BEGIN Dataset rows

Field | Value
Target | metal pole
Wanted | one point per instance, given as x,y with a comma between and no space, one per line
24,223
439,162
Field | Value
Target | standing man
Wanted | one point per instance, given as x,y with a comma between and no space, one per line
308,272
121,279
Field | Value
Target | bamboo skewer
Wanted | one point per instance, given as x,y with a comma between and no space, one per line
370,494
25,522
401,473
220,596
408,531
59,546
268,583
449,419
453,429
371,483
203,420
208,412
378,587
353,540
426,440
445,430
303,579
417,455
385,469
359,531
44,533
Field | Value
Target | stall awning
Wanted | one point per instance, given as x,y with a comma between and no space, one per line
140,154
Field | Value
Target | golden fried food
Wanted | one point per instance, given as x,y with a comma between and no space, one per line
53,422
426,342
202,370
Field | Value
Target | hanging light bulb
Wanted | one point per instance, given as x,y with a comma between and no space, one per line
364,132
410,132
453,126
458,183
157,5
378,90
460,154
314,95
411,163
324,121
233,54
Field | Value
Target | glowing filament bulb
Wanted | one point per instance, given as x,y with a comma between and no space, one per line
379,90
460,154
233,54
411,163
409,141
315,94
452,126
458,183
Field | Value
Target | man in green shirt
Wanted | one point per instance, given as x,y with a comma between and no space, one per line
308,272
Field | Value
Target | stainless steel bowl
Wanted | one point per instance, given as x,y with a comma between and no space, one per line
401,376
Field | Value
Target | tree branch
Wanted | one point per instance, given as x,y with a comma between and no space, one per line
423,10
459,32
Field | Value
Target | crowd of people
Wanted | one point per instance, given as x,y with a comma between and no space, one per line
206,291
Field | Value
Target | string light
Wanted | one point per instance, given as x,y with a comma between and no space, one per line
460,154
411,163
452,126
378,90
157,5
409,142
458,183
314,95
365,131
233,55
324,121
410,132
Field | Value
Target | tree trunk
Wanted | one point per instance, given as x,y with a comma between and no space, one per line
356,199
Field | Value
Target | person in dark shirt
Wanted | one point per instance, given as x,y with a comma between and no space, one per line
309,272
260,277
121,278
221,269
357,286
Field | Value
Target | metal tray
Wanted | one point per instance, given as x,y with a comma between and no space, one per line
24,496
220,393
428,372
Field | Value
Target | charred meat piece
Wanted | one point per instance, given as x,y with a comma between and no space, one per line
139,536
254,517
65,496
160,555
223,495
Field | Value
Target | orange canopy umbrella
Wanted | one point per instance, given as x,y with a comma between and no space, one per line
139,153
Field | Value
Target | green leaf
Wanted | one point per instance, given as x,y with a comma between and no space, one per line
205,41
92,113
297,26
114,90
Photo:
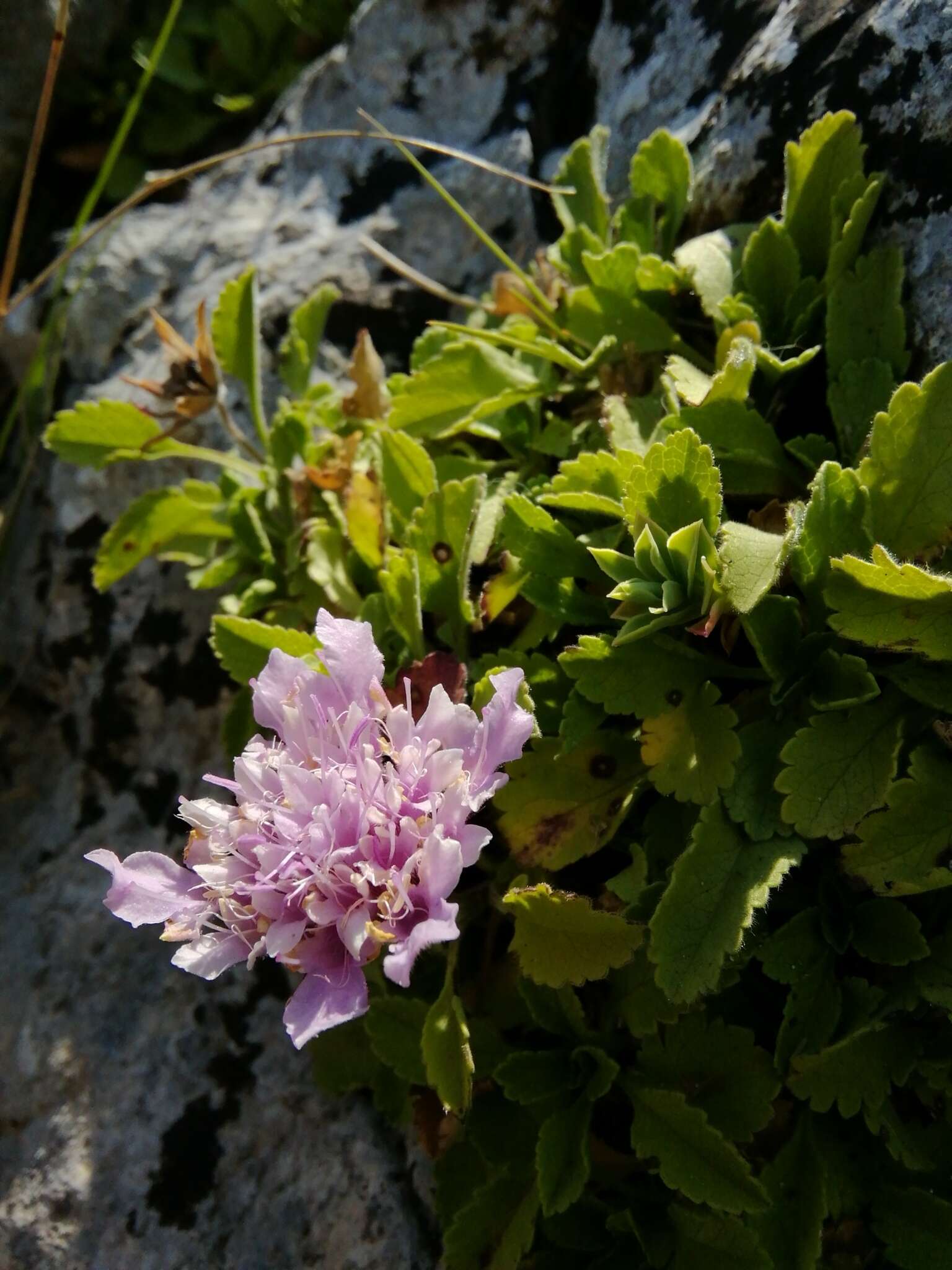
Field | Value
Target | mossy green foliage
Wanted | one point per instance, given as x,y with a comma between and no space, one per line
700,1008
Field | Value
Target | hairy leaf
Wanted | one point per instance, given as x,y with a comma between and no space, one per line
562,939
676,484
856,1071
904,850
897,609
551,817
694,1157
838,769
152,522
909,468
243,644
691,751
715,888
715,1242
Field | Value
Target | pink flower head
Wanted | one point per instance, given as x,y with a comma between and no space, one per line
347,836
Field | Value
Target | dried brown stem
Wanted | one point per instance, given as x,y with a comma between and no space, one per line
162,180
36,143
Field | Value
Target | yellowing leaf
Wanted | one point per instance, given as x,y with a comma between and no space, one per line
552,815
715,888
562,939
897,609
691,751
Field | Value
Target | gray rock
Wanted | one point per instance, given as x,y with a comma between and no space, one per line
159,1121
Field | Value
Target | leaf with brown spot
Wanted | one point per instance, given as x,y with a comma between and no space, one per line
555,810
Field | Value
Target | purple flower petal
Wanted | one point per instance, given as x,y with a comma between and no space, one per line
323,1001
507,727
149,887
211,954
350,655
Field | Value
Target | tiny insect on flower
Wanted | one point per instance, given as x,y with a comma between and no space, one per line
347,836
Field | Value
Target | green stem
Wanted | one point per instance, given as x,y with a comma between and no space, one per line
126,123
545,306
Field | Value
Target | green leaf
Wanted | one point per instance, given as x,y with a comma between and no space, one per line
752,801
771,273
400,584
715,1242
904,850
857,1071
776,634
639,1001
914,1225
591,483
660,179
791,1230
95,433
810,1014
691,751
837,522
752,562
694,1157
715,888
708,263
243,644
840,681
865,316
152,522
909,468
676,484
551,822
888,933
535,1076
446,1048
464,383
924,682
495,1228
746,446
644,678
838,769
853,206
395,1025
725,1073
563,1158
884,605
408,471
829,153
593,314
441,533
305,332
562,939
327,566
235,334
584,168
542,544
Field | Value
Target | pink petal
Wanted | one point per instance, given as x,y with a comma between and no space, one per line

END Dataset rows

The task: The entries above should be reproduced exactly, without their pictures.

Exercise answer:
Field | Value
Target | metal pole
Wanted | one point per instance, given as x,y with a comma between and no space, one per line
24,223
439,162
Field | Value
Target | standing man
Wanted | one point per instance, given as x,y with a comma between and no space, one per line
308,272
121,279
Field | Value
Target | bamboo skewer
Wanted | one point per instance, given as x,y with a comma between and no space, one per line
370,494
25,522
401,473
220,596
408,531
59,546
268,583
449,419
453,429
371,483
203,420
208,412
378,587
353,540
426,440
445,430
303,579
417,455
385,469
359,531
44,533
Field | Value
Target | stall awning
Wanted | one point per instance, given as x,y with a comma between and no space, one per line
140,154
Field | Value
Target | golden fried food
Wanted | one point per instance, given as x,y with a comma between and no space, one per line
53,422
426,342
202,370
Field | Value
Target | hanging light bulb
Wanted | one point per instance, given as x,y with a comma between and no space, one per line
364,132
410,132
453,126
458,183
157,5
378,90
460,154
314,95
411,163
324,121
233,54
Field | Value
Target | glowing filament bulb
Wanted | one point per instance, given as x,y with a comma between and no space, one per line
379,90
460,154
233,54
411,163
409,141
315,94
452,126
458,183
Field | Value
Target | man in green shirt
Wanted | one point per instance, given as x,y with a comma between and no space, one per line
308,272
Field | Value
Target | stainless steel bowl
Wanted | one point per instance, given as x,y with a comma between and no space, one per line
401,376
Field | Value
Target | tree branch
Wanted | one point per instance, given as x,y with a comma between and no space, one per line
423,10
459,32
Field | Value
Target | crowd of people
Wanted | one point per instance, given as x,y with a comma between and no space, one per line
206,291
Field | Value
Target | string light
Wanted | one point per instance, given as x,y with a comma between and no space, one per line
460,154
411,163
452,126
378,90
157,5
409,142
458,183
314,95
365,131
233,55
324,121
410,132
Field | Value
Target | tree trunk
Wanted | one point per instance, given as x,y with a comma between and no space, one per line
356,199
Field | Value
Target | person in dark shirt
Wanted | one point per instance, given as x,y with a comma between and no space, one per line
309,272
260,277
121,278
221,269
357,286
Field | Value
Target | metal tray
Wanted | one point per instance, given as x,y with a comma between and no space, one per line
24,496
220,393
428,372
Field | Value
Target | charred meat piece
Wanted | one point per instance, given as x,y with a comma between and no space, one per line
139,536
254,517
65,496
160,555
223,495
Field | Value
Target | orange canopy umbrella
Wanted | one point per instance, given as x,y with a comma between and no space, one per line
139,153
Field | Value
Target | green leaf
Wanted | one point per instance, given as x,y with a comma between and no space, one per line
205,41
92,113
297,26
114,90
Photo:
Field | Value
Target | mossy green foliage
Wanted | one point per instance, given as x,y with a comma between and no space, one per line
700,1008
Field | Value
Target | hairy leaf
Wanted | one point per instance, given as x,y with a comma between and no space, one per line
562,939
676,484
856,1071
904,850
897,609
551,817
694,1157
838,769
152,522
909,468
243,644
691,751
715,888
715,1242
Field | Value
Target | pink flower head
Wanted | one point per instance, given as x,y with a comma between and no space, one per line
347,836
Field | Value
Target | dried brown stem
Wanted | one point per instance, given as x,y with a comma between and no space, one per line
162,180
36,143
Field | Value
Target | yellowing leaf
Wanted | one point per instance, given as x,y with a comma between and no space, one per line
552,815
715,888
562,939
897,609
691,751
Field | Value
Target | gray rock
Wanted | one point per instance, given as x,y with a comma between and no space, one per line
159,1121
Field | Value
Target | leaf with brown spot
Wanted | one point per instance, given as x,y with a comma between and no space, one per line
555,810
Field | Value
Target | purple flower petal
Wanted | one point per instance, given as x,y with a comma between and no space, one per line
323,1001
507,727
149,887
211,954
350,655
Field | Value
Target | tiny insect on flower
Wanted | one point per instance, given as x,y with a comma between and no space, one per line
347,836
Field | Value
Target | green stem
Wanted | one point per instance, given as x,y with a comma between and no space, one per line
126,123
545,306
Field | Value
Target | green leaf
Wanted | one point per instance, given as x,y with a comma between and no space, one per line
752,801
771,273
400,584
715,1242
904,850
857,1071
776,634
639,1001
914,1225
591,483
660,179
791,1230
95,433
810,1014
691,751
837,522
752,562
694,1157
715,888
708,263
243,644
840,681
865,316
152,522
909,468
676,484
551,822
888,933
535,1076
446,1048
464,383
924,682
495,1228
746,446
644,678
838,769
853,206
395,1025
725,1073
563,1158
884,605
408,471
829,153
593,314
441,533
305,332
562,939
327,566
235,334
584,168
542,544
Field | Value
Target | pink petal
Wanted | one point per instance, given as x,y with a comma between and no space, one per line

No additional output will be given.